== Segment start ==
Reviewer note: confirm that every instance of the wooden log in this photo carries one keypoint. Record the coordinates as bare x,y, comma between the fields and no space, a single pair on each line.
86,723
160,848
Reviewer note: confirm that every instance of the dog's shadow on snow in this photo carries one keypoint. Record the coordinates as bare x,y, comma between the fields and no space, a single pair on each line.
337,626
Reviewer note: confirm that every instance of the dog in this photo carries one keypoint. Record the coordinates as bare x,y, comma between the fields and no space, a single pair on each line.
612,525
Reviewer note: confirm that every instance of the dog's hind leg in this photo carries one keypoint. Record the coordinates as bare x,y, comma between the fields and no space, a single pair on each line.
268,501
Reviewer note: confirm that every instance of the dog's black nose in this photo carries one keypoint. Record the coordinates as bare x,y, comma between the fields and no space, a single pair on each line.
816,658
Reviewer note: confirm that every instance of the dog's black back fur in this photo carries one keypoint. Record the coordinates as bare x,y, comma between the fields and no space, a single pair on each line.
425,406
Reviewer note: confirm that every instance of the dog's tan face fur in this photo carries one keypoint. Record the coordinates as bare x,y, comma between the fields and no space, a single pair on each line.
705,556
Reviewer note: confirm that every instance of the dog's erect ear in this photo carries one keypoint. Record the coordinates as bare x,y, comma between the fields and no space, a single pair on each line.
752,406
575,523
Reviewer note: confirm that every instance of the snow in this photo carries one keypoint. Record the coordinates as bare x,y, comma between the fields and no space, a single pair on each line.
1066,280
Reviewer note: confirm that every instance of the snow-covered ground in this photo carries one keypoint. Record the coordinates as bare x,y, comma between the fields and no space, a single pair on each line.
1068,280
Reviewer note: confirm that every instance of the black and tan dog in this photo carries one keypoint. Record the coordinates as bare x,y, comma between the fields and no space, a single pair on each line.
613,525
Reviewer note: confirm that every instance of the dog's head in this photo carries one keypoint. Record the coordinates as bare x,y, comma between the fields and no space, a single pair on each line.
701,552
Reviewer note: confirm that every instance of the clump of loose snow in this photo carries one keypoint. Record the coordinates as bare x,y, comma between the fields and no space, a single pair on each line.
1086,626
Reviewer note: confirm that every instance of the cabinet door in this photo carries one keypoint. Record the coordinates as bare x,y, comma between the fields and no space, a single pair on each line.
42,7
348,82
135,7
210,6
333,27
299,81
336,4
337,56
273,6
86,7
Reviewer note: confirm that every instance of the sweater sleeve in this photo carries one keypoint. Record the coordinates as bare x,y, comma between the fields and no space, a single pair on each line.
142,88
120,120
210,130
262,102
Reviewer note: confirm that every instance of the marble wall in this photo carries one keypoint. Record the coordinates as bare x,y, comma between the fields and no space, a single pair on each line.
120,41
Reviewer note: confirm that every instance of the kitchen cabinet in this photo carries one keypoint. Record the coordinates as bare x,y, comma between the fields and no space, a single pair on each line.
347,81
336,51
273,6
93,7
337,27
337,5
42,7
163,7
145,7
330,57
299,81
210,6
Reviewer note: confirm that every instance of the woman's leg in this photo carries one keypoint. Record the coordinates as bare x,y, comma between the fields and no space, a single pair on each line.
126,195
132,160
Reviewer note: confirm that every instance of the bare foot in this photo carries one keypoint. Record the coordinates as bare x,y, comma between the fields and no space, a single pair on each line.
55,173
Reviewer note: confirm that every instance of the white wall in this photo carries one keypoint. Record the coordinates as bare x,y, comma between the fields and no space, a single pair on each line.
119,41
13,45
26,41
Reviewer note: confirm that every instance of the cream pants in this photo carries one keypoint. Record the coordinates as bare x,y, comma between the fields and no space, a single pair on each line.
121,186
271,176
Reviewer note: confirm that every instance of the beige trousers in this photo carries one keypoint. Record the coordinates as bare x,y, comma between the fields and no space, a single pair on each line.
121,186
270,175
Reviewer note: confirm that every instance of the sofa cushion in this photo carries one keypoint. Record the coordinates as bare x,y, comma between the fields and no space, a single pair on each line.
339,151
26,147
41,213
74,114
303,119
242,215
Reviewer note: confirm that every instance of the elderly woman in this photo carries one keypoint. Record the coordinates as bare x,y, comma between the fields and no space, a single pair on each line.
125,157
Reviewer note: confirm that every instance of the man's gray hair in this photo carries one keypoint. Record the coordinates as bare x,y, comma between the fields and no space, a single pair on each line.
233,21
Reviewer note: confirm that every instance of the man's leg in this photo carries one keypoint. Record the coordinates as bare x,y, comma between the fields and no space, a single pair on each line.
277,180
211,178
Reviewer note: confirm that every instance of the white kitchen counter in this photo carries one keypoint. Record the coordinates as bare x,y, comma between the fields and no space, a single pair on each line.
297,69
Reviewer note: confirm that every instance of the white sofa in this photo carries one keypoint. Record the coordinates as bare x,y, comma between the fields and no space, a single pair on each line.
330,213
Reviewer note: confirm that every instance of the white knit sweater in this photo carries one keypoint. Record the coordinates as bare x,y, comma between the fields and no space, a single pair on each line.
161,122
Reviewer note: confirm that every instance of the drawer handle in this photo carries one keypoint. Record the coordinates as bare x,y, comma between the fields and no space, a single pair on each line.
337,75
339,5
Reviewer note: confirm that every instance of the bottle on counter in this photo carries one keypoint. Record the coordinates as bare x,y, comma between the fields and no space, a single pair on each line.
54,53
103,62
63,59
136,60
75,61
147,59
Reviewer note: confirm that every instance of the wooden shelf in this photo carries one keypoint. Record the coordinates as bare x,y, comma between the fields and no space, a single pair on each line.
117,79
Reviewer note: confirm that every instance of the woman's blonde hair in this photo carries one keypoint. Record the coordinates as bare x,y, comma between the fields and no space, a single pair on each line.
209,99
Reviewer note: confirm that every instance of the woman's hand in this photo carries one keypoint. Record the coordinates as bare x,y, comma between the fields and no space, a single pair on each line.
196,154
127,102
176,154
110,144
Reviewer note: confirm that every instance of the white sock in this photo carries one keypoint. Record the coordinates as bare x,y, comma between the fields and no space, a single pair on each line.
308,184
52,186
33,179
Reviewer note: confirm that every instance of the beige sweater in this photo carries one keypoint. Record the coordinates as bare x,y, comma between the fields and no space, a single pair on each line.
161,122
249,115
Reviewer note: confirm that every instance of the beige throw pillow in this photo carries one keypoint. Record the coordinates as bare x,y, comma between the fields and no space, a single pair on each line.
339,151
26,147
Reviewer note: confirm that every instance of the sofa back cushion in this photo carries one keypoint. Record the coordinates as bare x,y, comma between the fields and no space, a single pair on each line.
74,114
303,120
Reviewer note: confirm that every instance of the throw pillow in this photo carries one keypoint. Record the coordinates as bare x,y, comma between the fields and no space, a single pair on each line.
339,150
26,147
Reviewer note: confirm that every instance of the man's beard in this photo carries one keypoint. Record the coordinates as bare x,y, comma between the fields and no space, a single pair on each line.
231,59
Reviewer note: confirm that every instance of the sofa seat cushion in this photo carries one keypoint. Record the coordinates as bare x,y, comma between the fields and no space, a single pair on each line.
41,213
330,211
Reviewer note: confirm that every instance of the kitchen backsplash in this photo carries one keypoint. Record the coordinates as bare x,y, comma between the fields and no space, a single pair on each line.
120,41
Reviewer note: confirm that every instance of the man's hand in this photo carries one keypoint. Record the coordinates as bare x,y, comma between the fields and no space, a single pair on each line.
== Segment end ==
:: DIRECTIONS FOR THIS TASK ::
The records must be reproduced in full. Nothing should differ.

:: EXERCISE RESPONSE ::
Reviewer note: confirm that every instance of the wooden log in this photo carries one keypoint. Record the coordinates as bare x,y, comma between the fields and no space, a single pair on each line.
86,723
160,848
Reviewer note: confirm that every instance of the dog's shadow on snow in this photo carries one keypoint. Record the coordinates as bare x,y, comma between the fields and no space, a single pair on each line.
337,626
Reviewer note: confirm that every instance of the dog in this photo carries one keypoint. Record the coordinates as bare x,y, comma between the fields and no space, a single pair on each line.
612,525
Reviewer note: confirm that every instance of the dog's hind leg in this photo carries one keypoint. Record the coordinates as bare x,y, comma between the fields and no space, a single pair on each line.
268,501
Reviewer note: confirm that every instance of the dog's black nose in this photo carries one keypoint. Record the coordinates as bare x,y, comma between the fields and no space, a single pair on each line.
816,658
Reviewer note: confirm that every instance of the dog's black back fur in this photo carries one keypoint. Record the coordinates as bare x,y, comma between the fields and no space, a single pair on each line.
425,406
Reviewer note: confirm that every instance of the dog's tan face fur in this photo carries one keypoint. Record the coordinates as bare x,y, comma between the fields and no space, a single pair on each line.
705,556
Reviewer note: confirm that every instance of the dog's erect ear in this photo carries one keypoint. Record the coordinates as bare x,y, comma between the fields and no space, a single pair on each line.
752,406
575,523
Reviewer note: confirm that every instance of the snow in this photo carries one keypoint. Record the coordinates as bare x,y, comma between the fields and no space, a single pair on each line.
1066,280
Reviewer note: confirm that every instance of the snow-covered ground in this photo carries one keypoint. Record the coordinates as bare x,y, comma between the fields and no space, a single pair on each line.
1068,280
Reviewer note: confirm that every instance of the black and tan dog in this photo carries one keypoint. Record the coordinates as bare x,y, comma between the fields and no space, a single pair on each line.
613,525
Reviewer note: confirm that every instance of the dog's head in this photo carries one keypoint. Record the coordinates as bare x,y, comma between the fields and no space, a single pair on each line.
701,552
Reviewer note: confirm that every instance of the clump of loose snow in this photo carries one keypoint. Record the coordinates as bare x,y, comma between the fields and no space, a single pair on each line.
1086,626
Reviewer note: confirm that every instance of the cabinet door in this photo carries one keypoint. Record the coordinates as bare x,y, comma between the fields and no space, a single pair on each line.
42,7
348,82
135,7
210,6
333,27
299,81
336,4
337,56
273,6
86,7
Reviewer note: confirm that every instance of the sweater sleeve in this photo carries one keypoint. Record the coordinates as bare x,y, comma between the fields and no space, a single pair on each line.
142,88
120,120
210,130
262,102
Reviewer note: confirm that every instance of the marble wall in this photo carries one keypoint. Record the coordinates as bare x,y, comma between the fields and no space, a single pair on each line.
120,41
Reviewer note: confirm that every instance of the kitchen cabinet in this photo carries one keypoint. Record the coordinates as bare x,y, comma between the fields and no space, a single pair on each line.
347,81
336,51
273,6
93,7
337,27
337,5
42,7
163,7
145,7
330,57
299,81
210,6
Reviewer note: confirm that every instance of the woman's leg in this photo carries one keypoint. Record the coordinates as bare x,y, comma between the fields and no space, a single pair on each line.
126,195
132,160
Reviewer note: confirm that every instance of the bare foot in this photo carries one keypoint. Record the coordinates as bare x,y, comma between the fields and no space, a single pair on each line.
55,173
Reviewer note: confirm that every instance of the white wall in this photo carries one keypoint. Record the coordinates as bare x,y, comma between the fields and no space, a single pair on each line.
119,41
13,45
26,41
Reviewer note: confirm that every instance of the cream pants in this photo carries one keypoint. Record the coordinates as bare x,y, comma between the fields and no space, a single pair on each line.
121,186
271,176
Reviewer note: confirm that every instance of the beige trousers in this photo carries one keypoint. Record the coordinates as bare x,y, comma between the fields and no space, a single pair on each line.
121,186
270,175
Reviewer note: confirm that every instance of the sofa cushion in this photo carries one keypoint. Record the coordinates as bare x,y, comma between the fields and no space, a single pair on each line.
339,151
26,147
41,213
74,114
303,119
242,215
Reviewer note: confirm that every instance of the elderly woman in this photo carries one keypoint. Record the coordinates as bare x,y, comma between the fields and no space, a single pair on each line.
125,157
Reviewer note: confirm that every instance of the man's gray hair in this photo carries one keypoint. Record the coordinates as bare x,y, comma between the fields and no space, a single pair on each line.
233,21
Reviewer note: confirm that every instance of the man's leg in this photo carries one keypoint. Record the coordinates as bare x,y, comma between the fields and no space, a single pair on each line.
277,180
211,178
Reviewer note: confirm that every instance of the white kitchen counter in this photo carries one keypoint. Record the coordinates as bare x,y, comma between the fields and no space, a single pair on each line.
297,69
Reviewer note: confirm that every instance of the white sofa in this photo carries one keypoint. Record the coordinates as bare x,y, comma between the fields and no space, a single pair on each line.
330,213
Reviewer note: confirm that every instance of the white knit sweater in this photo carries one keypoint. Record the coordinates as bare x,y, comma between the fields and no space, a single pair on each line.
161,122
Reviewer note: confirm that every instance of the drawer handle in this photo carries one keypoint. Record the coordinates as bare x,y, comma between the fields and no space, a single pair on each line.
337,75
339,5
Reviewer note: confirm that every instance of the bottle on counter in this photo carries one keypoint. Record the coordinates as bare x,y, comma between the fields and no space, a single pair on each line.
54,53
103,62
63,59
136,60
75,61
147,59
Reviewer note: confirm that every instance of the wooden shelf in this photo carries one keypoint. Record the coordinates as bare x,y, comma between the fields and no space, a single pair on each line.
117,79
Reviewer note: confirm that every instance of the woman's blonde hair in this photo carries one keypoint. Record the coordinates as bare x,y, comma between the fields and no space, a single pair on each line.
209,99
Reviewer note: confirm that every instance of the woman's hand in this photo carries one keypoint. Record the coordinates as bare x,y, comma between the fields and no space, a single pair on each line.
196,154
127,102
176,154
110,144
Reviewer note: confirm that every instance of the white sock in this photo carries one keypoint. Record the coordinates as bare x,y, comma between the fields and no space, a single pair on each line.
308,184
52,186
33,179
Reviewer note: confirm that every instance of the beige sweater in this photo carries one keypoint. Record the coordinates as bare x,y, comma between the fields and no space, a single pair on each line.
161,122
249,115
Reviewer note: confirm that every instance of the beige throw pillow in this photo carries one keypoint. Record the coordinates as bare x,y, comma between the fields and no space, a single pair on each line.
339,151
26,147
Reviewer note: confirm that every instance of the sofa back cushion in this photo carries one keypoint. Record the coordinates as bare x,y, comma between the fields and no space, a single pair on each line.
74,114
303,120
Reviewer note: confirm that every instance of the throw pillow in this photo carries one keypoint. Record the coordinates as bare x,y, comma between the fields and no space, a single pair on each line.
339,150
26,147
Reviewer note: confirm that every instance of the man's beard in this photo carries one keypoint. Record the coordinates as bare x,y, comma between the fields and no space, a single pair on each line.
231,59
Reviewer note: confirm that every instance of the sofa seat cushion in this photo carries one keypoint. Record the coordinates as bare x,y, comma between the fields and no space, a single pair on each line.
41,213
330,211
Reviewer note: confirm that every instance of the kitchen backsplash in this photo carries one keypoint. Record the coordinates as bare x,y, comma between the fields and no space, a single pair on each line.
120,41
Reviewer note: confirm that every instance of the man's hand in this photo carries one keypoint. Record the coordinates as bare x,y, comma between the fields and no space, a single pair on each line.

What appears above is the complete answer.